_Texto apresentado_
====

Os gregos, em vez de pensar o Outro diferente de si, pensaram-no como o outro dentro de si, como possibilidade do humano.

Campo exemplar do conhecimento de si e do Outro, é a pólis grega clássica que inventou, a um só tempo, a filosofia, a tragédia, a democracia. Nela entrecruzam-se espetáculo e especulação, pois o pensamento é operação do olhar e da linguagem, como o é também a existência em comum dos cidadãos no espaço da cidade. Não é por acaso que os gregos inventam a tragédia e a comédia &– o teatro &– arquétipo do espetáculo: “(No teatro) tudo é visto por todos os lados, tudo está manifesto e reveste-se dos sinais exteriores da visibilidade; nele, o ‘pensamento’ está totalmente voltado para o exterior, como o espaço do teatro se reproduz no espaço da cidade” (Wolf, 1999, p. 13).

Os gregos assistiam às tragédias não somente como espectadores, mas, sobretudo, como cidadãos.

A paidéia procura enobrecer todos os homens, educando-lhes o comportamento e o espírito pelo aprendizado da convivência e das “boas maneiras”, pela aquisição de um savoir-vivre que supõe mestria da linguagem, da glória e do reconhecimento, isto é, continência, domínio de si. A esse respeito, Christian Meier observa:

A graça &– a cháris &– (a elegância, poderíamos dizer) entrou na vida pública dos gregos como elemento fundamental de sua comunidade. Aliou-se ao comedimento e assumiu a função que, normalmente no Estado, era desempenhada pelo poder. Lembre-se do papel de destaque reservado a Afrodite na política. Ela patrocinava a amizade entre os cidadãos. (...) Desde Homero, Afrodite era a deusa dos sorrisos, a deusa radiosa. (...) Um pormenor demonstra o grau de refinamento a que se chegou, o padrão de atitude corporal e de boas maneiras que o novo estilo de vida, o democrático, requeria. O dia-a-dia dos cidadãos, que tanto contava para os gregos, devia estar impregnado, em suas diversas formas abertas a todos, de beleza e graça (1998, p. 47-48).

A amizade é a dimensão da convivência humana em que há boa educação, leis justas e cidadãos virtuosos.

====

_Dados fornecidos_
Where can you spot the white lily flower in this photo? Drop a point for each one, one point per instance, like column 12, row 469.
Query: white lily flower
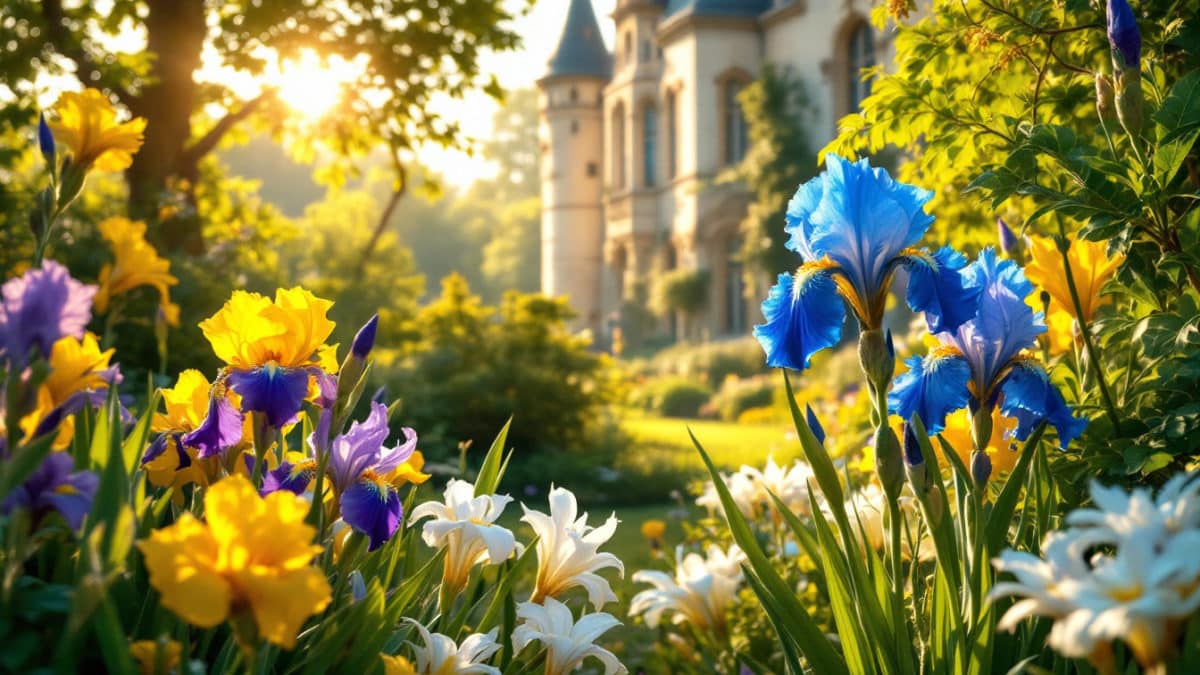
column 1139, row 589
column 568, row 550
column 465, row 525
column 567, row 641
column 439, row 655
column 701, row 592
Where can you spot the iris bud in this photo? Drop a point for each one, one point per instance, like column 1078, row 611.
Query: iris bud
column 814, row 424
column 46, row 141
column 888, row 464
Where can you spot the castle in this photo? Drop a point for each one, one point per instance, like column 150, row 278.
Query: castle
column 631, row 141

====

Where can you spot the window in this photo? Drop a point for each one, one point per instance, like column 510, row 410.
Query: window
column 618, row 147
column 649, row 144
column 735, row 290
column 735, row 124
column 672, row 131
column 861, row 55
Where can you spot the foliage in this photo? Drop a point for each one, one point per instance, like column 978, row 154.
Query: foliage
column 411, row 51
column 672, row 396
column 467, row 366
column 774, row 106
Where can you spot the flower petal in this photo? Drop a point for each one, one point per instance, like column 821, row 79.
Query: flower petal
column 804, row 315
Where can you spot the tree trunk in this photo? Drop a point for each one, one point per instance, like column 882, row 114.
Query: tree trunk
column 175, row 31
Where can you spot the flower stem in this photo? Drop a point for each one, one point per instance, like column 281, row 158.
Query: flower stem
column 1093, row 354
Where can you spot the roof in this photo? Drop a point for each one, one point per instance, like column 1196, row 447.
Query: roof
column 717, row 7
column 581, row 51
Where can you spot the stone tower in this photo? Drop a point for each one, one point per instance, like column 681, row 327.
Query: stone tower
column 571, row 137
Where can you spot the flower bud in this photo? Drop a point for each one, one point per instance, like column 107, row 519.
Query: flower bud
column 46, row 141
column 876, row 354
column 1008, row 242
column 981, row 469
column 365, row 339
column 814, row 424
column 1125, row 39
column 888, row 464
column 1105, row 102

====

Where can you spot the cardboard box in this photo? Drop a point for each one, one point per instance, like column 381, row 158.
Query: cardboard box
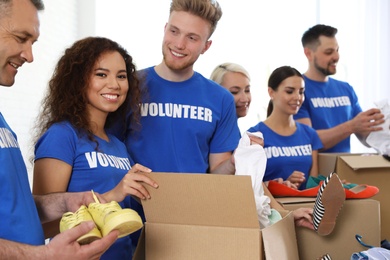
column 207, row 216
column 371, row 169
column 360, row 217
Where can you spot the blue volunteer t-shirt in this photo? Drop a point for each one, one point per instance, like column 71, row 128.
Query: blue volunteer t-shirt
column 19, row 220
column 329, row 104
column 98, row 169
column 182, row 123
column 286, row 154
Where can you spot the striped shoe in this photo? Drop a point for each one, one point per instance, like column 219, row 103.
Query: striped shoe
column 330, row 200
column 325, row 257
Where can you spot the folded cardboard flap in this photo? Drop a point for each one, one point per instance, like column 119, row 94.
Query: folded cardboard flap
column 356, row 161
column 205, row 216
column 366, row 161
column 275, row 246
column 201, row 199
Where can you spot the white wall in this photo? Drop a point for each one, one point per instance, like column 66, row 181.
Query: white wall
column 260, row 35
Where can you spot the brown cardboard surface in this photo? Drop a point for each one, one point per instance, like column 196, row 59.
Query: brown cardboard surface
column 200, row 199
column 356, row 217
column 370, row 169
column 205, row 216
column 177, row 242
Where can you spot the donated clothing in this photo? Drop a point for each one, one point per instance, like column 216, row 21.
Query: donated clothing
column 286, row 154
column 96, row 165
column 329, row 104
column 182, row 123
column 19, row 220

====

_Tarefas a cumprir_
(a) Responda com base no texto sobre a pólis grega:
(i) Que três coisas a pólis grega clássica inventou ao mesmo tempo?
(ii) Além de espectadores, como os gregos assistiam às tragédias?
(iii) Desde Homero, Afrodite era a deusa de quê?
(b) Transcreva o trecho do texto sobre a pólis grega que começa com as palavras "Campo exemplar do" e termina com "1999, p. 13).".
(c) Segundo o texto sobre a pólis grega, por que espetáculo e especulação se cruzam na pólis? Responda em até três frases.

_Lista de respostas_
(a)
(i) A filosofia, a tragédia e a democracia.
(ii) Sobretudo como cidadãos.
(iii) Dos sorrisos. Era a deusa radiosa.

(b)
Campo exemplar do conhecimento de si e do Outro, é a pólis grega clássica que inventou, a um só tempo, a filosofia, a tragédia, a democracia. Nela entrecruzam-se espetáculo e especulação, pois o pensamento é operação do olhar e da linguagem, como o é também a existência em comum dos cidadãos no espaço da cidade. Não é por acaso que os gregos inventam a tragédia e a comédia &– o teatro &– arquétipo do espetáculo: “(No teatro) tudo é visto por todos os lados, tudo está manifesto e reveste-se dos sinais exteriores da visibilidade; nele, o ‘pensamento’ está totalmente voltado para o exterior, como o espaço do teatro se reproduz no espaço da cidade” (Wolf, 1999, p. 13).

(c) Porque o pensamento é uma operação do olhar e da linguagem. O mesmo vale para a existência em comum dos cidadãos no espaço da cidade.